* _PROBLEM STATEMENT_: From the entries below, copy exactly the lines from the one that contains "74L37 82L48 85H57L59" through the one that contains "box: [209, 104, 268, 117]", both included, and only those.

* _TASK INPUT_:
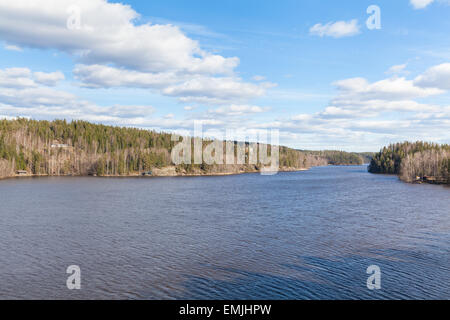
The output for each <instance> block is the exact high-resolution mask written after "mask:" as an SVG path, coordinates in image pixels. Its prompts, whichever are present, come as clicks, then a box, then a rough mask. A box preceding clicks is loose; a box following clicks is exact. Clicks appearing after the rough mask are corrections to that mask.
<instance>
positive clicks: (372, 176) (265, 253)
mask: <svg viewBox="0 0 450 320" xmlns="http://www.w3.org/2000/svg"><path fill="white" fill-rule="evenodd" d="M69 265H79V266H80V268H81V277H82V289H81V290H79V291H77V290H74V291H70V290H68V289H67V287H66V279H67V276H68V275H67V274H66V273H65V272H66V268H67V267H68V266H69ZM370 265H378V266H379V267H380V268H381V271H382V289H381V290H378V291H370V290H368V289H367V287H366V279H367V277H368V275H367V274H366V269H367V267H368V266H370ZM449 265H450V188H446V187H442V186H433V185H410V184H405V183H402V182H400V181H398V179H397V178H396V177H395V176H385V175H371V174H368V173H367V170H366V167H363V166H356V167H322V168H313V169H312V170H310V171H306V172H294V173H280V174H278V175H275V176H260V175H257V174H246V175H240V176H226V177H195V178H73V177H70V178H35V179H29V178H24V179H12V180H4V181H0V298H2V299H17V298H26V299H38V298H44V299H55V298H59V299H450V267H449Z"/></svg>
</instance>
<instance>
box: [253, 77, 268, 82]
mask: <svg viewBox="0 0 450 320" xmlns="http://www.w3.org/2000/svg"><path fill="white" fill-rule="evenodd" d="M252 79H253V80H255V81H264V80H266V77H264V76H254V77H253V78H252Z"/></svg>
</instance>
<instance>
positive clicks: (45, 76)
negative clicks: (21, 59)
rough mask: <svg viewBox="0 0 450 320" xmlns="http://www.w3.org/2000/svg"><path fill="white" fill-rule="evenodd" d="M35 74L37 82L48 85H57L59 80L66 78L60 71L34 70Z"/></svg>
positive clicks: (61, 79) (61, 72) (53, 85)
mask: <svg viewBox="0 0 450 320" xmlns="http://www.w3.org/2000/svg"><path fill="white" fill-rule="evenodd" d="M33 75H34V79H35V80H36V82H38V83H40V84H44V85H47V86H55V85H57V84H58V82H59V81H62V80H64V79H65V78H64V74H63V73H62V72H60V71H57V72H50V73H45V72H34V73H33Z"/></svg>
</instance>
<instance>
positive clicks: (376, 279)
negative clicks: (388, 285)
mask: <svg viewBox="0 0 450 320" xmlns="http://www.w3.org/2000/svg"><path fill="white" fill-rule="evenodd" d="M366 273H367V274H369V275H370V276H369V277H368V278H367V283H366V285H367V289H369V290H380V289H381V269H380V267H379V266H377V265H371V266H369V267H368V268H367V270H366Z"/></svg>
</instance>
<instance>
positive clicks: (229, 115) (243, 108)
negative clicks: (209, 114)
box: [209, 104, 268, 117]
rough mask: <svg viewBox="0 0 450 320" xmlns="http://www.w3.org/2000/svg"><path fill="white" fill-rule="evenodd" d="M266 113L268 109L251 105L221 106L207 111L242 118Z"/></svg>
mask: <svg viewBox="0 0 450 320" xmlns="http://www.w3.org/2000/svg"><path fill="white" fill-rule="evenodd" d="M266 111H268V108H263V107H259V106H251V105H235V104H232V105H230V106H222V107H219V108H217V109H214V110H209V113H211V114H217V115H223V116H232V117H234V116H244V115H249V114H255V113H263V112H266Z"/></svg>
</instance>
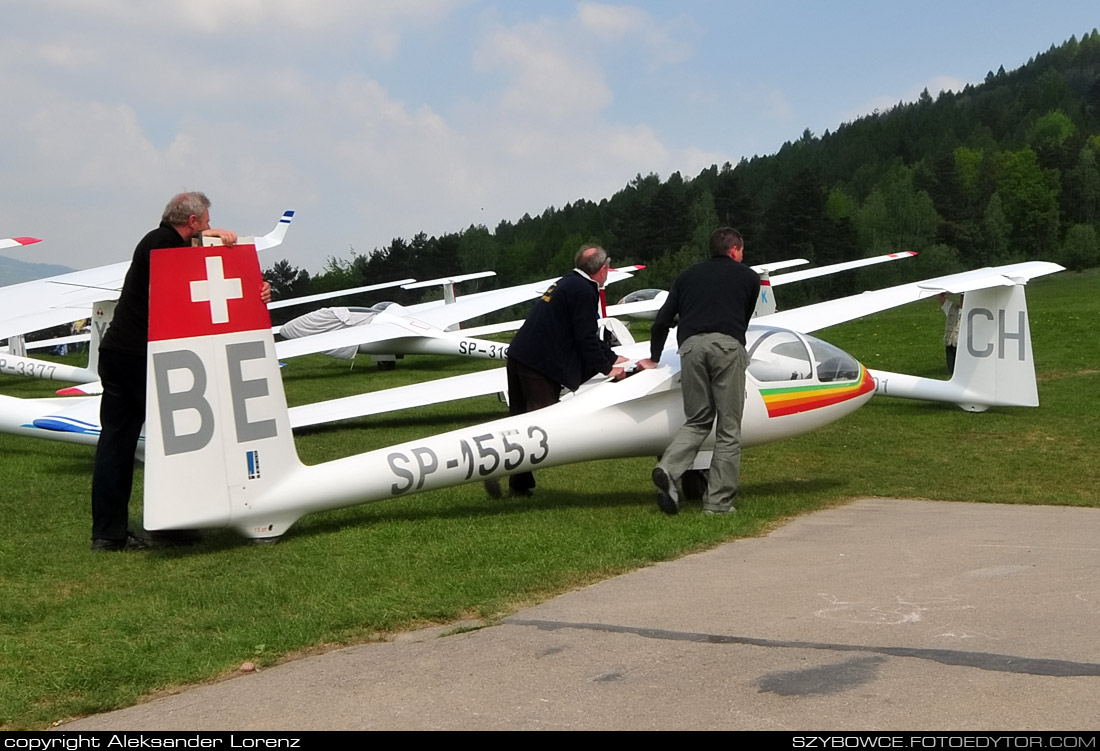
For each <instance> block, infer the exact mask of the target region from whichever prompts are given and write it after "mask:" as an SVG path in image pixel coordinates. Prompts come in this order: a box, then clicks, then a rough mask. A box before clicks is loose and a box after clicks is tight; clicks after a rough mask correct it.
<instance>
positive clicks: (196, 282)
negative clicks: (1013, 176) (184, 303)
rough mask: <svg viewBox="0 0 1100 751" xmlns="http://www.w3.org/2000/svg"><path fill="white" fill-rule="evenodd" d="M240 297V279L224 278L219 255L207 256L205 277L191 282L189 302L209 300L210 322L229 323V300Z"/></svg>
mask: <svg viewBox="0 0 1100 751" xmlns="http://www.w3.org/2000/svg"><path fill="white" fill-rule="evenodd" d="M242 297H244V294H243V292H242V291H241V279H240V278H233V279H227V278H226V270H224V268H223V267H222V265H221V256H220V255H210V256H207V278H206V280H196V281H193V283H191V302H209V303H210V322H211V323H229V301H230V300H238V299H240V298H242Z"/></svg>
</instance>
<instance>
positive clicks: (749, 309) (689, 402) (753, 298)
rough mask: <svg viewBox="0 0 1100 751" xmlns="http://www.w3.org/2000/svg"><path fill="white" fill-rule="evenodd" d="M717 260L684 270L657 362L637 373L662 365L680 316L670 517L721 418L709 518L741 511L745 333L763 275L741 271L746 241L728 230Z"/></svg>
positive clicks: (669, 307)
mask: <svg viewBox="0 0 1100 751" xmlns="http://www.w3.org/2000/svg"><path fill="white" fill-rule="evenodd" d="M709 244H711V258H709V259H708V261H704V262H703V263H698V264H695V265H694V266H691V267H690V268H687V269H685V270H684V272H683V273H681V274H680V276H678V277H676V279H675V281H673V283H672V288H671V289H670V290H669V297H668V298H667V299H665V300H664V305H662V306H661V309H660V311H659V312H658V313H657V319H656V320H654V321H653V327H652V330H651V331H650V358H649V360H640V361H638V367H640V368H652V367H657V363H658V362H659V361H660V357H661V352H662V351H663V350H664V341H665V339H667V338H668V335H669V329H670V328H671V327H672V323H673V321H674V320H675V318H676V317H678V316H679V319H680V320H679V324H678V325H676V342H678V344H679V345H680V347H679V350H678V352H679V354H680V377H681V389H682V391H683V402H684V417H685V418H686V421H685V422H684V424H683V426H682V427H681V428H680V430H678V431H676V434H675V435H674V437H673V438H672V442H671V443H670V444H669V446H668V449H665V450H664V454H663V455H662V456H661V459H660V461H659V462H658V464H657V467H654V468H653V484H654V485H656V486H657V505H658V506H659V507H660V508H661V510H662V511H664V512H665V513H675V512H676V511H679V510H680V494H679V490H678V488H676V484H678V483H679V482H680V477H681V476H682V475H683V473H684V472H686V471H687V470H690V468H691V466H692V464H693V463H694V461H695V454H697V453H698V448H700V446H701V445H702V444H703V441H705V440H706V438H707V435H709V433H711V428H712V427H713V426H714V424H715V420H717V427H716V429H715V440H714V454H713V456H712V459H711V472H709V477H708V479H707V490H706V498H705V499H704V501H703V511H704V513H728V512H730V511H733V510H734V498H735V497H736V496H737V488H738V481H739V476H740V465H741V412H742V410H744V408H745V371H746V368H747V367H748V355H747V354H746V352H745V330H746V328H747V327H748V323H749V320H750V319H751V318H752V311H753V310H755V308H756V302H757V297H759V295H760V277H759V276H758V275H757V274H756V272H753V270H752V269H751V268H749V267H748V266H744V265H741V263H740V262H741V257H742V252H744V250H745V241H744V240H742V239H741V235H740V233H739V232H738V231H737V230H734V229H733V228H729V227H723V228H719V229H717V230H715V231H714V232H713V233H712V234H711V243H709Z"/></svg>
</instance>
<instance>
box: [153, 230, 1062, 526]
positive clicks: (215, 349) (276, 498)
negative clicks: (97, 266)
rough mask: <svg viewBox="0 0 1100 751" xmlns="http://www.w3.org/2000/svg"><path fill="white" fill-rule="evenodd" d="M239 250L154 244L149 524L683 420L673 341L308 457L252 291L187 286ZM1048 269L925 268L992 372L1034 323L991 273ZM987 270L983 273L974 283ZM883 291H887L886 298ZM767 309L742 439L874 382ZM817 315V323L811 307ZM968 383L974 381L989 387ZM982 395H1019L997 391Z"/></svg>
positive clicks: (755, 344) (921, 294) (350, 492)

* * *

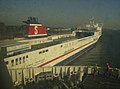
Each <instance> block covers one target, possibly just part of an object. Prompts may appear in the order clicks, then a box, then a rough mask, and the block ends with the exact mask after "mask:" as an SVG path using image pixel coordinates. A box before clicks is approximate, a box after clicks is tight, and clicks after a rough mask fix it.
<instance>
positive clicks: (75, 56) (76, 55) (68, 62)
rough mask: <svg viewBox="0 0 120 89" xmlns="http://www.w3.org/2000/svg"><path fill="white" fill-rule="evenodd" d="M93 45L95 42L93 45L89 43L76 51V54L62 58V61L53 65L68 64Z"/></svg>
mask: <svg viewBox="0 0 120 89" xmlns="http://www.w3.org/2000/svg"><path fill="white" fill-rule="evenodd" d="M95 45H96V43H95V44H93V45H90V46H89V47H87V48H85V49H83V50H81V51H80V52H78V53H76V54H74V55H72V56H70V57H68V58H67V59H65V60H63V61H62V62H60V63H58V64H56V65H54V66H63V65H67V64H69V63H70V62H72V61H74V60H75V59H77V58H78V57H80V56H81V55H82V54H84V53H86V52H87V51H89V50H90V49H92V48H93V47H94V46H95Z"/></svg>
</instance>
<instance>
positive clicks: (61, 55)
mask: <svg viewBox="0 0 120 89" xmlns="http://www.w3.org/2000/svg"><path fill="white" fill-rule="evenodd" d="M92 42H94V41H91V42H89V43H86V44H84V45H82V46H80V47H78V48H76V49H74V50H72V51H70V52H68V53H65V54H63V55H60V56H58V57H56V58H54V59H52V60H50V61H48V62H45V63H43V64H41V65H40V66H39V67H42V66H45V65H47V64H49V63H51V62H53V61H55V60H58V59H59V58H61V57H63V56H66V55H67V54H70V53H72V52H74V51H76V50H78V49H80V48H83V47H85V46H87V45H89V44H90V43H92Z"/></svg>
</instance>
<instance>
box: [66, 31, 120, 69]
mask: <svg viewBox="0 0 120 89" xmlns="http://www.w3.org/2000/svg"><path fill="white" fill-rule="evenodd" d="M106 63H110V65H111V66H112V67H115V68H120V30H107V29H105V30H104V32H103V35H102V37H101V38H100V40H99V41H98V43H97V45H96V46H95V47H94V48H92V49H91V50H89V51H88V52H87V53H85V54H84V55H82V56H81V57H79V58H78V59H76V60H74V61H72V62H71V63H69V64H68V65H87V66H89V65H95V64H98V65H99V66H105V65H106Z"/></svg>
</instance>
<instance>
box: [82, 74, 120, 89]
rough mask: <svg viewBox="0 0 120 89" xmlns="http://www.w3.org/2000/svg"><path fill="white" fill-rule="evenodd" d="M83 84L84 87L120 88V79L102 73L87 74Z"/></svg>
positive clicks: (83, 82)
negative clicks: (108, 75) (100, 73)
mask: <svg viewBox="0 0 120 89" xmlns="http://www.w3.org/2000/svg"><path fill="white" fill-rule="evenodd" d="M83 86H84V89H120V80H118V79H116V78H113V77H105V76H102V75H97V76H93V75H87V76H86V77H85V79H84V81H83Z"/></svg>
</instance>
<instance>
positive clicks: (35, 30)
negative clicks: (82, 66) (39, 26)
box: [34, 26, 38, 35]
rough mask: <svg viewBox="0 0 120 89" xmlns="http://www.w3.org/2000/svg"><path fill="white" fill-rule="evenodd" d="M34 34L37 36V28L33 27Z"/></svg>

* * *

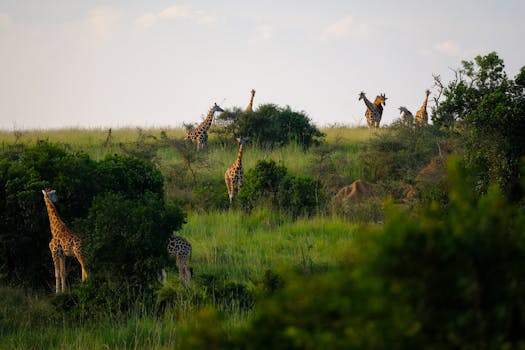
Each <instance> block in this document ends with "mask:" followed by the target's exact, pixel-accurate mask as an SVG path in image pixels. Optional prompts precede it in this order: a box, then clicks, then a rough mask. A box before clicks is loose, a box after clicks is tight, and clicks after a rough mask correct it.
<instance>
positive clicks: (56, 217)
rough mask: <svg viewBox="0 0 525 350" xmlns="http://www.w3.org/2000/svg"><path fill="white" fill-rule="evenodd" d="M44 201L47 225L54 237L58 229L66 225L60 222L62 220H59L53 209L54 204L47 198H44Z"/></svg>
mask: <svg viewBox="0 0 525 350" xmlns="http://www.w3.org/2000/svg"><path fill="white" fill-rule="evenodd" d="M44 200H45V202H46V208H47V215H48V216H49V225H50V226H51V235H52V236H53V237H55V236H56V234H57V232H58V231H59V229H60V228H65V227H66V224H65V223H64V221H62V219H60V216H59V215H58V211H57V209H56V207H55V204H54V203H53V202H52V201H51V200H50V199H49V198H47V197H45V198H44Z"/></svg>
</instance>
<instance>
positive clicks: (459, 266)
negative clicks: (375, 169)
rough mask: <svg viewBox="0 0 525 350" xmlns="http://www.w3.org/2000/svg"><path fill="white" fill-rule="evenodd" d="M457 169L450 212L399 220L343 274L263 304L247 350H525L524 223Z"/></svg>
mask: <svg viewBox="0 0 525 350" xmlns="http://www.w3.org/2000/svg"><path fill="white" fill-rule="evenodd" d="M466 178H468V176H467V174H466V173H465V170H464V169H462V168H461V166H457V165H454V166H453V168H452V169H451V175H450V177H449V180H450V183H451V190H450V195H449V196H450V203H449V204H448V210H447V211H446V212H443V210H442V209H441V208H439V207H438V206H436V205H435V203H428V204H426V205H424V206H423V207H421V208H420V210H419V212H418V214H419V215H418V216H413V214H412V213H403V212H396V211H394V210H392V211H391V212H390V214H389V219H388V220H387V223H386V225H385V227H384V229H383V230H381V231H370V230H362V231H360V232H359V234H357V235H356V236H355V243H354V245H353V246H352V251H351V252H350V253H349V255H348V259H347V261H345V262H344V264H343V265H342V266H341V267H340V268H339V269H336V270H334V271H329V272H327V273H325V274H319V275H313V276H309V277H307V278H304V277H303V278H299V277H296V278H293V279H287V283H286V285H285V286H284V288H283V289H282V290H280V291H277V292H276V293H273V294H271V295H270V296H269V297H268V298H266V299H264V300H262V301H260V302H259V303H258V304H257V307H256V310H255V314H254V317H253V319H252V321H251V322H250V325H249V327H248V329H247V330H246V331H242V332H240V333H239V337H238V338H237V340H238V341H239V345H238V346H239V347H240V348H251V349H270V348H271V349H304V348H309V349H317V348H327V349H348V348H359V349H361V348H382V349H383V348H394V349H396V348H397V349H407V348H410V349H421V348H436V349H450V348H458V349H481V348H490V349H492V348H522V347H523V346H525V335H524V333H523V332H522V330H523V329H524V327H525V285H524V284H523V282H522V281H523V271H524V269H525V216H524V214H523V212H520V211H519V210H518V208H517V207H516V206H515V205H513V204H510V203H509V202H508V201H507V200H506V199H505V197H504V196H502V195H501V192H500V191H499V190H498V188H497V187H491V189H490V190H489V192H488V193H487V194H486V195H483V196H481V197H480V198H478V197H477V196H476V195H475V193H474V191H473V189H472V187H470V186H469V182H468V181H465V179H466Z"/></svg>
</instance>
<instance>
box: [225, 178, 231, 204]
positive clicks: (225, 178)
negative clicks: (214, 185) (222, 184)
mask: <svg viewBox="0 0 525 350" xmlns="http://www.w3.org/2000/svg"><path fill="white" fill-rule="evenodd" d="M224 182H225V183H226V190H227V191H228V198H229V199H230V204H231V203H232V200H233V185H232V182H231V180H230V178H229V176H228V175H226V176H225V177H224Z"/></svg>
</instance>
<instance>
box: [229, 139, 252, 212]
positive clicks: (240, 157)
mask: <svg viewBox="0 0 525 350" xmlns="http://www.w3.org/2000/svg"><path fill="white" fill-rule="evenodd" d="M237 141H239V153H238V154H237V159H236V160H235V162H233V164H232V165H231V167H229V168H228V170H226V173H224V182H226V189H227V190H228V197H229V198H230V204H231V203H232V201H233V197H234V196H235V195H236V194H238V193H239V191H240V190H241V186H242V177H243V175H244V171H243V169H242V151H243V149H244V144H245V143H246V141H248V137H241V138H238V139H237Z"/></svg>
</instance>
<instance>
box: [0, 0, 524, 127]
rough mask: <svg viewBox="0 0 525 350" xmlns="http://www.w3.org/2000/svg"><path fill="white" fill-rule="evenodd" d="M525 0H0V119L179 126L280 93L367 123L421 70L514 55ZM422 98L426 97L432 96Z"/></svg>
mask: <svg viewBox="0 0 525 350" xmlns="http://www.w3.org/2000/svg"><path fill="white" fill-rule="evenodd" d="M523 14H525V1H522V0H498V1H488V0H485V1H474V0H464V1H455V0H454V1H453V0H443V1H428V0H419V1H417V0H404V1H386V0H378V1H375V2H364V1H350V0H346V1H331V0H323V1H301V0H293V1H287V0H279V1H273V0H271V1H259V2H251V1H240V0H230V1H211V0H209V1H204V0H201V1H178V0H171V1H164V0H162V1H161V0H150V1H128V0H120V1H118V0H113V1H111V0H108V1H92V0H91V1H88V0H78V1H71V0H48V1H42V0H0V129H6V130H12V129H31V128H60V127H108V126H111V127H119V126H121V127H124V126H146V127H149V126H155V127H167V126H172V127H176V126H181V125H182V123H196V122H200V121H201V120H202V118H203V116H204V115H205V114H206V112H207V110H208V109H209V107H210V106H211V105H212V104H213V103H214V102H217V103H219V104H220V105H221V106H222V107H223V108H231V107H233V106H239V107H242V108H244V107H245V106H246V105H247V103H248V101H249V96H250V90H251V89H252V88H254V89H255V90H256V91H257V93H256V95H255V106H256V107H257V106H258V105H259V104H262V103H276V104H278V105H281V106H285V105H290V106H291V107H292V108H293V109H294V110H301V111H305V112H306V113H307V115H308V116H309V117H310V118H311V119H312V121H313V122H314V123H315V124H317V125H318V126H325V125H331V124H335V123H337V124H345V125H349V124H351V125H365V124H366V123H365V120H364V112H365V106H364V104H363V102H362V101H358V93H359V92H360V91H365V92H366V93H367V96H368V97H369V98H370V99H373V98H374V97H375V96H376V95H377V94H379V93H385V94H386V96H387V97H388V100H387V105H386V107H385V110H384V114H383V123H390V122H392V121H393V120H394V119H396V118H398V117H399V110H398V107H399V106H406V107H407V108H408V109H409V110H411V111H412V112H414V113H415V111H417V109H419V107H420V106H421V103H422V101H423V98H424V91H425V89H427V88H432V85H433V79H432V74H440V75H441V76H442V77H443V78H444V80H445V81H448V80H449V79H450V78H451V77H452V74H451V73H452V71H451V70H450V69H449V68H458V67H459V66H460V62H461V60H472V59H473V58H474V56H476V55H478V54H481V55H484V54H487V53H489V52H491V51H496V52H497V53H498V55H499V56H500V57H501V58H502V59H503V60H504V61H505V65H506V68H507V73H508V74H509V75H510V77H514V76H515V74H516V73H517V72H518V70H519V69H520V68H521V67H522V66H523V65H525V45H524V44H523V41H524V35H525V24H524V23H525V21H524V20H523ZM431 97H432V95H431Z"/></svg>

* _SOLVED EXERCISE_:
rough mask: <svg viewBox="0 0 450 320" xmlns="http://www.w3.org/2000/svg"><path fill="white" fill-rule="evenodd" d="M35 74L37 82L48 85H57L59 80L66 78L60 71L34 70Z"/></svg>
positive clicks: (61, 79) (61, 72) (53, 85)
mask: <svg viewBox="0 0 450 320" xmlns="http://www.w3.org/2000/svg"><path fill="white" fill-rule="evenodd" d="M33 75H34V79H35V80H36V82H38V83H40V84H44V85H47V86H55V85H57V84H58V82H59V81H62V80H64V79H65V78H64V74H63V73H62V72H60V71H57V72H50V73H45V72H34V73H33Z"/></svg>
</instance>
<instance>
positive clicks: (376, 279)
negative clicks: (388, 285)
mask: <svg viewBox="0 0 450 320" xmlns="http://www.w3.org/2000/svg"><path fill="white" fill-rule="evenodd" d="M366 273H367V274H369V275H370V276H369V277H368V278H367V283H366V285H367V289H369V290H380V289H381V269H380V267H379V266H377V265H371V266H369V267H368V268H367V270H366Z"/></svg>
</instance>
<instance>
positive clicks: (229, 115) (243, 108)
negative clicks: (209, 114)
box: [209, 104, 268, 117]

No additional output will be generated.